▶ **Problem to work on**: This task calls for every entry below to be repeated exactly, without the pictures.

▶ **Exercise material**:
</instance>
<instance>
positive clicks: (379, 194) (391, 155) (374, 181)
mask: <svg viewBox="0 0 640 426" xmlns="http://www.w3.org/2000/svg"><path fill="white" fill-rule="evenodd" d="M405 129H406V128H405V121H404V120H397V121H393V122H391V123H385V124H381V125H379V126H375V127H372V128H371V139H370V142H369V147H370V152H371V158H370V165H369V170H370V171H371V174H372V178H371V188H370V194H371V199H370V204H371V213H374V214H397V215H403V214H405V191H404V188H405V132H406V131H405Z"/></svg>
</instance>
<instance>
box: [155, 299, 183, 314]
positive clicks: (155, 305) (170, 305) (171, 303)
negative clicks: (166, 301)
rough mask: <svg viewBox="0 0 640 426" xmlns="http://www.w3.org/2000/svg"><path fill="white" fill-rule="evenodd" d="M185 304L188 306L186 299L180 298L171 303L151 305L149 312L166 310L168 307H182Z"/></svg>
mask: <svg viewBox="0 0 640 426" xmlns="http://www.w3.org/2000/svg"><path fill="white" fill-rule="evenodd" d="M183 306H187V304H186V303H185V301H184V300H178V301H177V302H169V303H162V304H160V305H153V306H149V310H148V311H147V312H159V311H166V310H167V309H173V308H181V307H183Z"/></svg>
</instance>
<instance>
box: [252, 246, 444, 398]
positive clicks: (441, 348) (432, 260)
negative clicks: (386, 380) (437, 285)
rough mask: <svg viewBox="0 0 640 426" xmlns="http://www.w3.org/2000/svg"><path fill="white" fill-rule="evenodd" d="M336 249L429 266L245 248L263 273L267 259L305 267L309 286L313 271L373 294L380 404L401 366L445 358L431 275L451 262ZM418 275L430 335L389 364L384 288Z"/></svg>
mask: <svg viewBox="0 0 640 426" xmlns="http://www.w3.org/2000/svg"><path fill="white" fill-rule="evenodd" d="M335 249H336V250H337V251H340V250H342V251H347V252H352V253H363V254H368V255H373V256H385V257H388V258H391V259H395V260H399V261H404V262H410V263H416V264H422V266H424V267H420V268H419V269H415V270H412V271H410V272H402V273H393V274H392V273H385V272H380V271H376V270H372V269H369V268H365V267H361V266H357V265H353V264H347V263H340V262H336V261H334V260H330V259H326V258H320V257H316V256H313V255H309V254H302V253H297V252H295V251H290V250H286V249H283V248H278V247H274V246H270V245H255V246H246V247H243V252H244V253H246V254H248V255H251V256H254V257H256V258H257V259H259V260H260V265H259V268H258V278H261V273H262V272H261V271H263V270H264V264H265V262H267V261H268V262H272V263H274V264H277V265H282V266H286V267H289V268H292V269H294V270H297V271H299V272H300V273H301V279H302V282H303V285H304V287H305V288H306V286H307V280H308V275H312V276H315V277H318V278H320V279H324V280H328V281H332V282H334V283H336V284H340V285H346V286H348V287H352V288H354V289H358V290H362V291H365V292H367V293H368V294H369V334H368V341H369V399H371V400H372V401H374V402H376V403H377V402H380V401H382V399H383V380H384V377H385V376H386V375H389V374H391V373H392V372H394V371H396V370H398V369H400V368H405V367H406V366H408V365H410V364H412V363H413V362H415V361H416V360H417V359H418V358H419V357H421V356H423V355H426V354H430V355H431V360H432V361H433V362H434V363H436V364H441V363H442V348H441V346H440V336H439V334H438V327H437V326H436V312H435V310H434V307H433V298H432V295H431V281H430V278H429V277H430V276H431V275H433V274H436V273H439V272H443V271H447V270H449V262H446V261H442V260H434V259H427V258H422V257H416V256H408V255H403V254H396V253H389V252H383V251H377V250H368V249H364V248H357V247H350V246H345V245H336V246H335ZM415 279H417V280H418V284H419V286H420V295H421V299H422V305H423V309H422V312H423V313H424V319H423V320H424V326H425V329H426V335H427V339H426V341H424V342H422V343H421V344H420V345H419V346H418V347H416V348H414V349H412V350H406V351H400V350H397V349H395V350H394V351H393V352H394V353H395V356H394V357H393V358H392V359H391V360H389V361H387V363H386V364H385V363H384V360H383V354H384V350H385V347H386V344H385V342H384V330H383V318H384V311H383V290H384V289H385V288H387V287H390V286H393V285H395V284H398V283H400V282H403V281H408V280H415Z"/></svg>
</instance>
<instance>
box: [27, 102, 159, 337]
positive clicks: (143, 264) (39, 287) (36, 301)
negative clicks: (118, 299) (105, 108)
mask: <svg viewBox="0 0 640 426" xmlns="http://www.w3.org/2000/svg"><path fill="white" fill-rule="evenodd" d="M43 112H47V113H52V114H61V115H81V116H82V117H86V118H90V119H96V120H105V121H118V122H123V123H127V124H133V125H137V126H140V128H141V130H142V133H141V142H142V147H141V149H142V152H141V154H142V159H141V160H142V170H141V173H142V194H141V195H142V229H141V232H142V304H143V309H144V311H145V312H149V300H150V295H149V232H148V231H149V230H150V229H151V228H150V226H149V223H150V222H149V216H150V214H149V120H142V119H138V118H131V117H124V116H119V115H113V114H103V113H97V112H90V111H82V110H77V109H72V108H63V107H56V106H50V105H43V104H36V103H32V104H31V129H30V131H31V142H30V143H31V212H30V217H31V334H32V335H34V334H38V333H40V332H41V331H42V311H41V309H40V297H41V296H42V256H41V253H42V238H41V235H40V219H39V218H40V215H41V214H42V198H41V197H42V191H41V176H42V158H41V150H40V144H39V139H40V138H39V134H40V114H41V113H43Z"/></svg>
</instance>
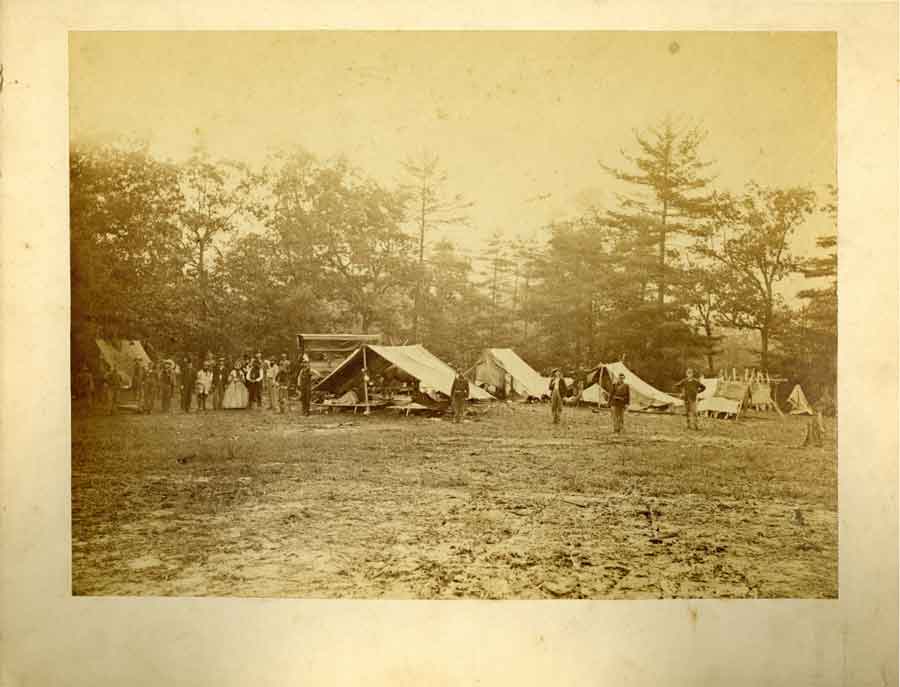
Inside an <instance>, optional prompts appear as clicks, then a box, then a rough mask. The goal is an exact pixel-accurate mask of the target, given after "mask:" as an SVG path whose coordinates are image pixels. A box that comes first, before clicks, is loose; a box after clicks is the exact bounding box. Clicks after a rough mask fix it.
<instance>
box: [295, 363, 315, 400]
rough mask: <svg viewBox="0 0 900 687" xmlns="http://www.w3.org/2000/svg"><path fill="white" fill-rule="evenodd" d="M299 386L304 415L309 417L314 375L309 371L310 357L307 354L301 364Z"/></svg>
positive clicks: (300, 368) (298, 378)
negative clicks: (299, 387) (313, 376)
mask: <svg viewBox="0 0 900 687" xmlns="http://www.w3.org/2000/svg"><path fill="white" fill-rule="evenodd" d="M297 386H299V387H300V407H301V408H302V411H303V414H304V415H309V405H310V401H311V398H310V396H311V395H312V373H311V372H310V369H309V357H308V356H306V355H305V354H304V356H303V359H302V360H301V362H300V374H298V375H297Z"/></svg>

▶ **Task output**:
</instance>
<instance>
positive clicks: (379, 194) (391, 155) (374, 181)
mask: <svg viewBox="0 0 640 426" xmlns="http://www.w3.org/2000/svg"><path fill="white" fill-rule="evenodd" d="M405 129H406V128H405V121H404V120H397V121H393V122H391V123H385V124H381V125H379V126H375V127H372V128H371V139H370V142H369V147H370V152H371V158H370V165H369V170H370V171H371V174H372V178H371V188H370V194H371V199H370V204H371V213H374V214H397V215H403V214H405V191H404V188H405V132H406V131H405Z"/></svg>
</instance>
<instance>
box: [155, 299, 183, 314]
positive clicks: (155, 305) (170, 305) (171, 303)
negative clicks: (166, 301)
rough mask: <svg viewBox="0 0 640 426" xmlns="http://www.w3.org/2000/svg"><path fill="white" fill-rule="evenodd" d="M185 304L188 306L186 299L180 298L171 303L151 305L149 312L166 310L168 307H182Z"/></svg>
mask: <svg viewBox="0 0 640 426" xmlns="http://www.w3.org/2000/svg"><path fill="white" fill-rule="evenodd" d="M183 306H187V304H186V303H185V301H184V300H178V301H177V302H169V303H162V304H160V305H153V306H149V310H148V311H147V312H159V311H166V310H167V309H173V308H181V307H183Z"/></svg>
</instance>
<instance>
box: [252, 246, 444, 398]
positive clicks: (441, 348) (432, 260)
negative clicks: (386, 380) (437, 285)
rough mask: <svg viewBox="0 0 640 426" xmlns="http://www.w3.org/2000/svg"><path fill="white" fill-rule="evenodd" d="M336 249L429 266L245 248L263 273L267 259L305 267L309 286L313 271L373 294L380 404L401 366L445 358L431 275L451 262ZM418 275L430 335L389 364L384 288Z"/></svg>
mask: <svg viewBox="0 0 640 426" xmlns="http://www.w3.org/2000/svg"><path fill="white" fill-rule="evenodd" d="M335 249H336V250H337V251H340V250H342V251H347V252H352V253H363V254H368V255H373V256H385V257H388V258H391V259H395V260H399V261H404V262H410V263H416V264H422V266H424V267H420V268H419V269H415V270H412V271H410V272H402V273H393V274H392V273H385V272H380V271H376V270H372V269H369V268H365V267H361V266H357V265H353V264H347V263H340V262H336V261H334V260H330V259H326V258H320V257H316V256H313V255H309V254H302V253H297V252H295V251H290V250H286V249H283V248H278V247H274V246H270V245H255V246H246V247H243V252H244V253H246V254H248V255H251V256H254V257H256V258H257V259H259V260H260V265H259V268H258V278H261V273H262V272H261V271H263V270H264V264H265V262H267V261H268V262H272V263H274V264H277V265H282V266H286V267H289V268H292V269H294V270H297V271H299V272H300V273H301V279H302V282H303V285H304V287H305V288H306V286H307V280H308V275H312V276H315V277H318V278H320V279H324V280H328V281H332V282H334V283H336V284H340V285H346V286H348V287H352V288H354V289H358V290H362V291H365V292H367V293H368V294H369V334H368V341H369V399H371V400H372V401H374V402H376V403H377V402H380V401H382V399H383V380H384V377H385V376H386V375H389V374H391V373H392V372H394V371H396V370H398V369H400V368H405V367H406V366H408V365H410V364H412V363H413V362H415V361H416V360H417V359H418V358H419V357H421V356H423V355H426V354H430V355H431V360H432V361H433V362H434V363H436V364H441V363H442V348H441V346H440V336H439V334H438V327H437V326H436V312H435V310H434V307H433V298H432V295H431V281H430V278H429V277H430V276H431V275H433V274H436V273H439V272H443V271H447V270H449V262H446V261H442V260H434V259H427V258H422V257H416V256H408V255H403V254H396V253H389V252H383V251H377V250H368V249H364V248H357V247H350V246H345V245H336V246H335ZM415 279H417V280H418V284H419V286H420V295H421V299H422V305H423V309H422V312H423V313H424V319H423V320H424V326H425V329H426V335H427V339H426V341H424V342H422V343H421V344H420V345H419V346H418V347H416V348H414V349H412V350H406V351H400V350H397V349H395V350H394V351H393V352H394V353H395V356H394V357H393V358H392V359H391V360H389V361H387V363H386V364H385V363H384V360H383V354H384V350H385V347H386V344H385V342H384V330H383V318H384V311H383V290H384V289H385V288H387V287H390V286H393V285H395V284H398V283H400V282H403V281H408V280H415Z"/></svg>
</instance>
<instance>
box: [27, 102, 159, 337]
positive clicks: (143, 264) (39, 287) (36, 301)
negative clicks: (118, 299) (105, 108)
mask: <svg viewBox="0 0 640 426" xmlns="http://www.w3.org/2000/svg"><path fill="white" fill-rule="evenodd" d="M43 112H47V113H52V114H61V115H81V116H82V117H86V118H90V119H96V120H105V121H118V122H123V123H127V124H133V125H137V126H140V128H141V130H142V133H141V142H142V147H141V149H142V152H141V154H142V159H141V160H142V170H141V173H142V194H141V195H142V229H141V232H142V304H143V309H144V311H145V312H149V300H150V295H149V232H148V231H149V230H150V229H151V228H150V226H149V223H150V222H149V216H150V214H149V120H142V119H138V118H131V117H124V116H119V115H113V114H103V113H97V112H90V111H82V110H77V109H72V108H63V107H56V106H50V105H43V104H36V103H32V104H31V129H30V131H31V142H30V143H31V212H30V217H31V334H32V335H34V334H38V333H40V332H41V331H42V311H41V309H40V297H41V296H42V256H41V253H42V238H41V235H40V219H39V218H40V215H41V214H42V198H41V197H42V191H41V176H42V158H41V150H40V144H39V139H40V138H39V134H40V114H41V113H43Z"/></svg>
</instance>
Inside an <instance>, optional prompts appear as clicks, then a box, then a rough mask. The goal is an exact pixel-accurate mask of the target, given after "mask:" as an SVG path whose coordinates are image pixels. A box that comes first, before clicks, is loose; a box after clicks is the exact bounding box. Clicks after a rough mask fix it.
<instance>
box: [295, 363, 315, 400]
rough mask: <svg viewBox="0 0 900 687" xmlns="http://www.w3.org/2000/svg"><path fill="white" fill-rule="evenodd" d="M299 386L304 415L309 417L314 375L309 371L310 357L307 354L301 364Z"/></svg>
positive clicks: (300, 368) (298, 378)
negative clicks: (299, 387) (313, 376)
mask: <svg viewBox="0 0 900 687" xmlns="http://www.w3.org/2000/svg"><path fill="white" fill-rule="evenodd" d="M297 386H299V387H300V407H301V408H302V411H303V414H304V415H309V405H310V401H311V398H310V396H311V395H312V373H311V372H310V369H309V357H308V356H306V355H305V354H304V356H303V359H302V360H301V362H300V374H298V375H297Z"/></svg>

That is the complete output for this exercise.